<<<<

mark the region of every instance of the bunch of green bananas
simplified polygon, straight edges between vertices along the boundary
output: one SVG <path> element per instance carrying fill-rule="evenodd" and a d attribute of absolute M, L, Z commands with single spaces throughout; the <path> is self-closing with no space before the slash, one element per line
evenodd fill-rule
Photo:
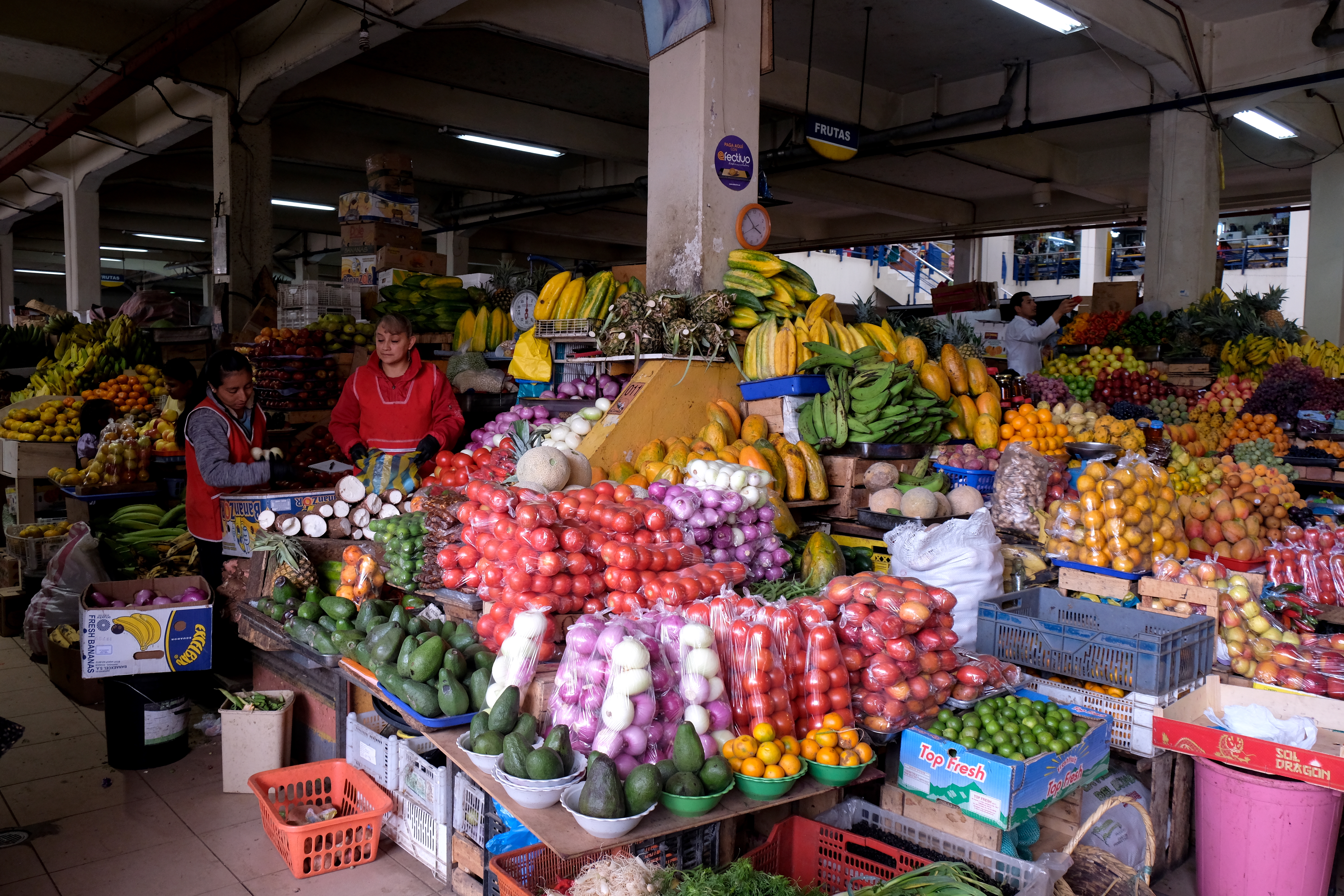
<path fill-rule="evenodd" d="M 844 352 L 825 343 L 804 343 L 816 352 L 800 371 L 823 368 L 829 392 L 798 408 L 798 434 L 809 445 L 827 449 L 848 442 L 945 442 L 943 420 L 957 415 L 938 396 L 919 386 L 910 364 L 879 360 L 864 345 Z"/>

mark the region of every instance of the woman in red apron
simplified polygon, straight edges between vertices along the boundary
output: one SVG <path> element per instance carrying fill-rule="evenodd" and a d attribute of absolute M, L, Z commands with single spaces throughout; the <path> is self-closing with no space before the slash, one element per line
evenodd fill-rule
<path fill-rule="evenodd" d="M 211 586 L 223 580 L 224 537 L 219 497 L 286 478 L 282 461 L 254 461 L 266 438 L 266 415 L 253 400 L 251 364 L 233 349 L 215 352 L 177 418 L 187 446 L 187 529 L 196 539 L 198 568 Z"/>

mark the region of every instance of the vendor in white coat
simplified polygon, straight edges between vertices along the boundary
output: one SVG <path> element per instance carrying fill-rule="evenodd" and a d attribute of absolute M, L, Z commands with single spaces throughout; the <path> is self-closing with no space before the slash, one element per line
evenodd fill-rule
<path fill-rule="evenodd" d="M 1035 324 L 1036 300 L 1031 293 L 1017 293 L 1011 300 L 1015 317 L 1004 329 L 1004 344 L 1008 348 L 1008 367 L 1019 376 L 1034 373 L 1040 369 L 1040 344 L 1050 339 L 1050 334 L 1059 329 L 1059 318 L 1078 308 L 1082 300 L 1078 296 L 1059 302 L 1059 308 L 1044 324 Z"/>

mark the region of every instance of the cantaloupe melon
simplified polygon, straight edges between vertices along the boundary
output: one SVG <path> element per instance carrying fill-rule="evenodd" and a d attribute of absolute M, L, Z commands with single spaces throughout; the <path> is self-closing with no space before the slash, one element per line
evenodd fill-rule
<path fill-rule="evenodd" d="M 543 492 L 558 492 L 570 481 L 569 458 L 546 445 L 530 449 L 517 461 L 517 478 L 546 486 Z"/>

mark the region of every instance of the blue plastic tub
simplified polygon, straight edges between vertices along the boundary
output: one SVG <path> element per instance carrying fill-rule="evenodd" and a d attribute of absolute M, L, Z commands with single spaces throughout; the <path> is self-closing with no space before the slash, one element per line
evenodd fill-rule
<path fill-rule="evenodd" d="M 1028 588 L 980 602 L 976 646 L 1050 674 L 1169 693 L 1208 673 L 1214 617 L 1168 617 Z"/>
<path fill-rule="evenodd" d="M 831 391 L 827 377 L 820 373 L 794 373 L 793 376 L 774 376 L 767 380 L 753 380 L 738 383 L 743 402 L 759 402 L 763 398 L 780 398 L 781 395 L 823 395 Z"/>

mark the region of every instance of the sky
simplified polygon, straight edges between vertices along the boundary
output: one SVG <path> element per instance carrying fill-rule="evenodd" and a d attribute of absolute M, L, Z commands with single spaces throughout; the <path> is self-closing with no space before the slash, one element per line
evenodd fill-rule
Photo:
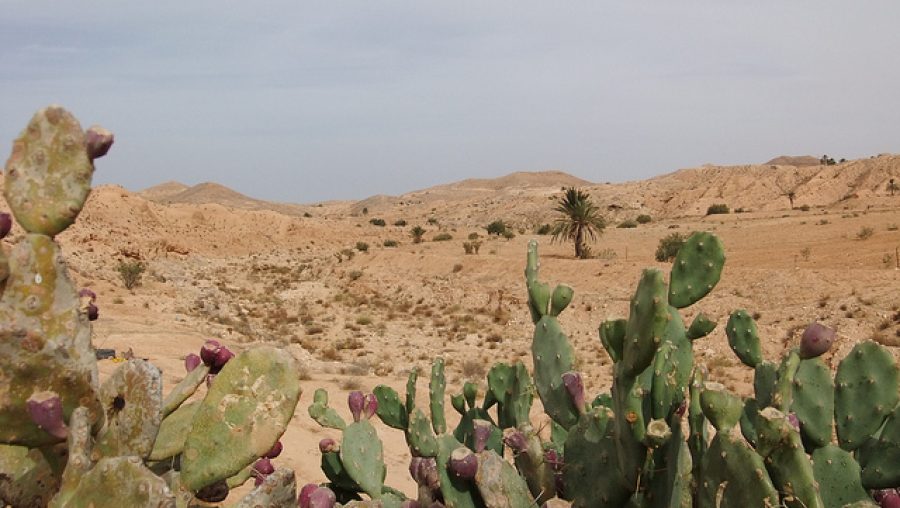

>>>>

● Task
Rewrite all the records above, changing "mark the region of every instance of" to "outline each instance of" wherever it occurs and keeping everything else the same. Leave the pictures out.

● Written answer
outline each instance of the bunch of green bananas
simplified polygon, straight edges between vertices along the boundary
output: one SVG <path> element per instance carrying fill-rule="evenodd" and a d attribute of absolute M, L, Z commands with single spaces throughout; the <path> is self-closing with no space before the slash, one element per line
evenodd fill-rule
Photo:
<path fill-rule="evenodd" d="M 844 352 L 825 343 L 804 343 L 816 352 L 800 371 L 823 368 L 829 392 L 798 408 L 798 434 L 809 445 L 827 449 L 848 442 L 945 442 L 943 420 L 957 415 L 938 396 L 919 386 L 910 364 L 879 360 L 864 345 Z"/>

outline each instance of the woman in red apron
simplified polygon, straight edges between vertices along the boundary
output: one SVG <path> element per instance carrying fill-rule="evenodd" and a d attribute of absolute M, L, Z commands with single spaces throughout; the <path> is self-closing with no space before the slash, one element per line
evenodd fill-rule
<path fill-rule="evenodd" d="M 211 586 L 223 580 L 224 537 L 219 497 L 286 478 L 282 461 L 254 461 L 266 438 L 266 415 L 253 400 L 251 364 L 233 349 L 215 352 L 177 418 L 187 446 L 187 529 L 196 539 L 198 568 Z"/>

outline each instance of the vendor in white coat
simplified polygon, straight edges between vertices along the boundary
output: one SVG <path> element per instance carrying fill-rule="evenodd" and a d attribute of absolute M, L, Z commands with single spaces throughout; the <path> is self-closing with no space before the slash, one element per line
evenodd fill-rule
<path fill-rule="evenodd" d="M 1035 324 L 1036 300 L 1031 293 L 1017 293 L 1011 300 L 1015 317 L 1004 329 L 1004 344 L 1008 348 L 1008 367 L 1019 376 L 1034 373 L 1040 369 L 1040 344 L 1050 339 L 1050 334 L 1059 329 L 1059 318 L 1078 308 L 1082 300 L 1078 296 L 1059 302 L 1059 308 L 1044 324 Z"/>

outline each instance of the cantaloupe melon
simplified polygon, straight edges between vertices along the boundary
output: one SVG <path> element per instance carrying fill-rule="evenodd" and a d attribute of absolute M, L, Z commands with single spaces throughout; the <path> is self-closing with no space before the slash, one element per line
evenodd fill-rule
<path fill-rule="evenodd" d="M 543 492 L 558 492 L 570 481 L 569 458 L 546 445 L 530 449 L 517 461 L 517 478 L 546 486 Z"/>

outline each instance of the blue plastic tub
simplified polygon, straight edges between vertices along the boundary
output: one SVG <path> element per instance carrying fill-rule="evenodd" and a d attribute of absolute M, L, Z commands with single spaces throughout; the <path> is self-closing with no space before the slash, one element per line
evenodd fill-rule
<path fill-rule="evenodd" d="M 1028 588 L 980 602 L 976 646 L 1050 674 L 1169 693 L 1208 673 L 1214 617 L 1168 617 Z"/>
<path fill-rule="evenodd" d="M 831 391 L 827 377 L 820 373 L 794 373 L 793 376 L 774 376 L 767 380 L 753 380 L 738 383 L 743 402 L 759 402 L 763 398 L 780 398 L 781 395 L 823 395 Z"/>

outline each instance of the sky
simplified polygon, straight edges between vertices along the boundary
output: one SVG <path> element per instance carrying fill-rule="evenodd" and a d attribute of absolute M, L, Z commands with single spaces throughout; the <path> is self-closing with no space before the slash, one element per line
evenodd fill-rule
Photo:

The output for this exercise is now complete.